SOURCE DOCUMENT: Begin
PUBLIC health experts in East Lancashire are fighting a new battle against hospital-acquired infections.

But the struggle is not just against MRSA, so often linked to infection deaths up and down the country.

Clostridium difficile, or C. Dif., is the latest superbug which is making NHS officials sit up and take notice.

Latest figures for C. Dif. in the Royal Blackburn and Burnley General hospitals shows an upward trend for the bug.

The number of cases per quarter were either just below or above the 50 mark - but this had leapt to 88 by the turn of the year.

Unlike it's more infamous counter-part, combatting C. Dif. doesn't rely on special wipes, or alcohol wash dispensers which need constant refilling.

Overcoming C. Dif. is relatively straightforward - old-fashioned cleanliness, plenty of hand-washing and the proper disposal of clinical waste, should be sufficient.

Mild cases invoke stomach cramps and diarrhoea - more serious versions can cause victims to pass blood and mucous and suffer abdominal cramps. An erratic heartbeat is another symptom.

Transmitted via spores, which can survive up to 70 days, it can linger on worktops, floors, bedpans and toilets.

Affected areas can be disinfected using appropriate forms of bleach.
SOURCE DOCUMENT: End
## [QUESTIONS TO ANSWER]
**1.** Answer these questions from the article on C. Dif. in East Lancashire hospitals:
(a) Which two hospitals do the latest C. Dif. figures cover?
(b) How long can the spores survive?
(c) What can affected areas be disinfected with?
**2.** Proceed with the article on C. Dif. in East Lancashire hospitals, picking up after its last sentence.
The records are not needed for any task.
DATA RECORDS: Begin
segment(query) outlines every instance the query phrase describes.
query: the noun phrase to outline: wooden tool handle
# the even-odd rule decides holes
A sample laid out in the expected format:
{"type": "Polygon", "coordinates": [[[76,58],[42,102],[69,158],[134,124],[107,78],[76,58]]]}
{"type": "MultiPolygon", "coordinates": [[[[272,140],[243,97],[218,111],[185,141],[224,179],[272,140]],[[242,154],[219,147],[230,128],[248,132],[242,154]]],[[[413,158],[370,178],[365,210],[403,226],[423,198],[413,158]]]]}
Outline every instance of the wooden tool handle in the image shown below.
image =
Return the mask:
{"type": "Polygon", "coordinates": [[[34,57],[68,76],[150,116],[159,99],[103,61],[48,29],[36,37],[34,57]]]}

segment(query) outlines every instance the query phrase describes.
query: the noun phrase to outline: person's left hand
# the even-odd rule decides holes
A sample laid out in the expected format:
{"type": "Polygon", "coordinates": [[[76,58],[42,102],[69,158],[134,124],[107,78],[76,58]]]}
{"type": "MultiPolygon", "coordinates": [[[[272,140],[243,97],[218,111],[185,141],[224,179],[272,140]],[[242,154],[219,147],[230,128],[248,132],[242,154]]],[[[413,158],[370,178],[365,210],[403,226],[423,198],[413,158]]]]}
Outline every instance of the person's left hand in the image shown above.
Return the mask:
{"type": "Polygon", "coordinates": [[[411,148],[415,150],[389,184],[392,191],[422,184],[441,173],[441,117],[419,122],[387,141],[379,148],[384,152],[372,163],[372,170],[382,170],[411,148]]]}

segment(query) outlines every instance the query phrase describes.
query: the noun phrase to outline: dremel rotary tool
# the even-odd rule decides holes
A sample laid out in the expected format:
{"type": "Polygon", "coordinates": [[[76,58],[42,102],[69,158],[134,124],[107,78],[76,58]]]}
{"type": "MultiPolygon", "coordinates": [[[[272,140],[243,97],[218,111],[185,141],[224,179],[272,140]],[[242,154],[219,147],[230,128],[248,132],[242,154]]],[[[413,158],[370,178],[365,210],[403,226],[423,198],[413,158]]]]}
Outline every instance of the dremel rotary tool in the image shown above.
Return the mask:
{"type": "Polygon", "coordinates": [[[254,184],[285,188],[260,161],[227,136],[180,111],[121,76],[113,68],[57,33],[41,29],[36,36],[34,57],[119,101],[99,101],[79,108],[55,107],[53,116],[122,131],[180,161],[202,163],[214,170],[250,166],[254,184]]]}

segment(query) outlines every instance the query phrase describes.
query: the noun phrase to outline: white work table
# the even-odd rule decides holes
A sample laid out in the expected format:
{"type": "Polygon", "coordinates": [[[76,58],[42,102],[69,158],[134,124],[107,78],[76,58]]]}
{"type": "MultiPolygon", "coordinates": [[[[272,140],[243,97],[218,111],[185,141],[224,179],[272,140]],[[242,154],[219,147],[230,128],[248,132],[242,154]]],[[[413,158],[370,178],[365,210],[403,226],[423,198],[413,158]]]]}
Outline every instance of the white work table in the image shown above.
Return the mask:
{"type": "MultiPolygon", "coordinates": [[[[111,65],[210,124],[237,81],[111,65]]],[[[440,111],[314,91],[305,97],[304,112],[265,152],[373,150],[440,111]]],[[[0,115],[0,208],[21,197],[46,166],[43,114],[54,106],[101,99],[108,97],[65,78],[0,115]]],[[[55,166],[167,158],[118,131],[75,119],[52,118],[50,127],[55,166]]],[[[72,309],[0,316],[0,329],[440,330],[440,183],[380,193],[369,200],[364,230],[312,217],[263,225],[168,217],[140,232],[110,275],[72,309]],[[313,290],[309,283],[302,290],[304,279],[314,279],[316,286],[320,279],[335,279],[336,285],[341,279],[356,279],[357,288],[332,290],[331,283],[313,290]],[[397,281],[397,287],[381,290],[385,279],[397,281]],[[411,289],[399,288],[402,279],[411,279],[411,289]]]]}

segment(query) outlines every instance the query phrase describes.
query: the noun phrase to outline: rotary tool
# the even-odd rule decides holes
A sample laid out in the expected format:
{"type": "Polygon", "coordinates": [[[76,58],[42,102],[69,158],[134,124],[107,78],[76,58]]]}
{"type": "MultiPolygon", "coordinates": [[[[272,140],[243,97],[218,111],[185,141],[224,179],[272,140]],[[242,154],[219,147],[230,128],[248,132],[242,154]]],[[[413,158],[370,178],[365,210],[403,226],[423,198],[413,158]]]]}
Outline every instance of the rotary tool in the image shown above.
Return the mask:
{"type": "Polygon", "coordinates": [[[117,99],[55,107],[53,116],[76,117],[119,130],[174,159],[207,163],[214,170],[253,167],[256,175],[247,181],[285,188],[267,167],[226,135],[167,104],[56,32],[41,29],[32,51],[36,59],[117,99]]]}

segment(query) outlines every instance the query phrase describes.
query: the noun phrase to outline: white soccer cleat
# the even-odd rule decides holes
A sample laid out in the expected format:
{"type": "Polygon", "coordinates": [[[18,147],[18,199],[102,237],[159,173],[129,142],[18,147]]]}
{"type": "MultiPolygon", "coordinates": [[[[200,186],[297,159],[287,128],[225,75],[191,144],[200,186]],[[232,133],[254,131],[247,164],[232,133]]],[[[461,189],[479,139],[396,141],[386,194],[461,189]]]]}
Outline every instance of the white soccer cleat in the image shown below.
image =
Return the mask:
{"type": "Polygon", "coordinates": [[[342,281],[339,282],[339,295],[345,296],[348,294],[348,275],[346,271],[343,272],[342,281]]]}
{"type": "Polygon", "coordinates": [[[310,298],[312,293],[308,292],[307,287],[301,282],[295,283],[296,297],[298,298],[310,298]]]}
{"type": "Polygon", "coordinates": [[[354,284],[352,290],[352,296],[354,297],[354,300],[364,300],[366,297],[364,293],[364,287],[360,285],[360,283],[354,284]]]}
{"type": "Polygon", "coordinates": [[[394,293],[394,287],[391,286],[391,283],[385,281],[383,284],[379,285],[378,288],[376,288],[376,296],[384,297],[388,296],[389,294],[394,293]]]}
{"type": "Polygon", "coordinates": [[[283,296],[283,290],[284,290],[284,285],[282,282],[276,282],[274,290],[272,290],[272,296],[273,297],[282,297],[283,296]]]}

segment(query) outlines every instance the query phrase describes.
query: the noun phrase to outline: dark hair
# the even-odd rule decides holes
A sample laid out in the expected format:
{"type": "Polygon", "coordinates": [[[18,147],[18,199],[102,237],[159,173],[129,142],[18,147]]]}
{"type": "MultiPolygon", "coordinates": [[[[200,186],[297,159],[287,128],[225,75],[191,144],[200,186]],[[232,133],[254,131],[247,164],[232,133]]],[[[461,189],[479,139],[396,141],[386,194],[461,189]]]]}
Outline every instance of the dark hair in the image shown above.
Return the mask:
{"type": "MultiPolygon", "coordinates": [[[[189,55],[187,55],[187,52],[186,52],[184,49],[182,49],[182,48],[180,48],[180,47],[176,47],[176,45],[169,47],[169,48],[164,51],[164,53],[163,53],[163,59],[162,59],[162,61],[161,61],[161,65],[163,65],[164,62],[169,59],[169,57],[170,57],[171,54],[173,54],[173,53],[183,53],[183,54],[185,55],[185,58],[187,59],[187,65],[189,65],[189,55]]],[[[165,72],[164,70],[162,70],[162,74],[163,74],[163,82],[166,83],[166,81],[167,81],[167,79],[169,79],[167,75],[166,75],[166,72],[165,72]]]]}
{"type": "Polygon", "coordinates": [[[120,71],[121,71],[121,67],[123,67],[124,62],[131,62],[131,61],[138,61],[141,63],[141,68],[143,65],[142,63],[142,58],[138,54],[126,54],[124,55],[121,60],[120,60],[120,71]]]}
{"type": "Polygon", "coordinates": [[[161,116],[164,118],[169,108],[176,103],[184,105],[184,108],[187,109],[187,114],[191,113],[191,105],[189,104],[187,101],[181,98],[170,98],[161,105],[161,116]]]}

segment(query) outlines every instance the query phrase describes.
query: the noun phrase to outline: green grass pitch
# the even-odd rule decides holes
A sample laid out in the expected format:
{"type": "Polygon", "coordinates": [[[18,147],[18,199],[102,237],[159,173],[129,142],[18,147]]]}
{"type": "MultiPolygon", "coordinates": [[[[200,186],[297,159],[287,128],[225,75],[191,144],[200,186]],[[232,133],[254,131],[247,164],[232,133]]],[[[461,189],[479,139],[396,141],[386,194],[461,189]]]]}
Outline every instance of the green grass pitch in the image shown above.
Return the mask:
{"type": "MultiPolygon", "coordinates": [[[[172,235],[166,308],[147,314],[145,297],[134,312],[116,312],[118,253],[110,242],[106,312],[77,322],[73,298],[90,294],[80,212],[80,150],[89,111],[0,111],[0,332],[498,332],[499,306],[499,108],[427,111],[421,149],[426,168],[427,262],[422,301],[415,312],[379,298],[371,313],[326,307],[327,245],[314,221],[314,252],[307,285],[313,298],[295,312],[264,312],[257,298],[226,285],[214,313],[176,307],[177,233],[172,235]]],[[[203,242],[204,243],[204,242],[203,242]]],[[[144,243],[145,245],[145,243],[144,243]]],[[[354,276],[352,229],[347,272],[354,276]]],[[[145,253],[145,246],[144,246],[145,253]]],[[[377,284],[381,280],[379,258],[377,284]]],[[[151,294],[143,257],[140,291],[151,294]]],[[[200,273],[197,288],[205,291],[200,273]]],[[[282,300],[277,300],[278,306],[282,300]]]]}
DATA RECORDS: End
## [EXERCISE RESULTS]
**1.**
(a) The Royal Blackburn and Burnley General hospitals
(b) Up to 70 days
(c) Appropriate forms of bleach

**2.**
Hospitals' chairman Jo Cubbon told a recent board meeting: "People have got used to hand gels (for MRSA) and that's great - if you are coming into hospitals then you need to use the dispensers. People are very well versed in that. Now we have to remind all staff they need to use soap and water to tackle C. Difficile as well."

Recorded MRSA levels are still above government guidelines for 2006-07 though - although hospital bosses have argued that the target was particularly stringent.

The total numbers of cases in 2005 was 56, and had risen to 64 for the following 12-month period.

Hospital performance director Jackie Hawden says in a trust board report that the overall trend for the timescale is downwards - six cases were reported in January and one in February.

MRSA is also a growing difficulty in Burnley, Pendle and Rossendale, as East Lancashire Primary Care Trust (PCT) has discovered.

For the last quarter of 2006 there were 34 cases, opposed to just 25 in winter 2005.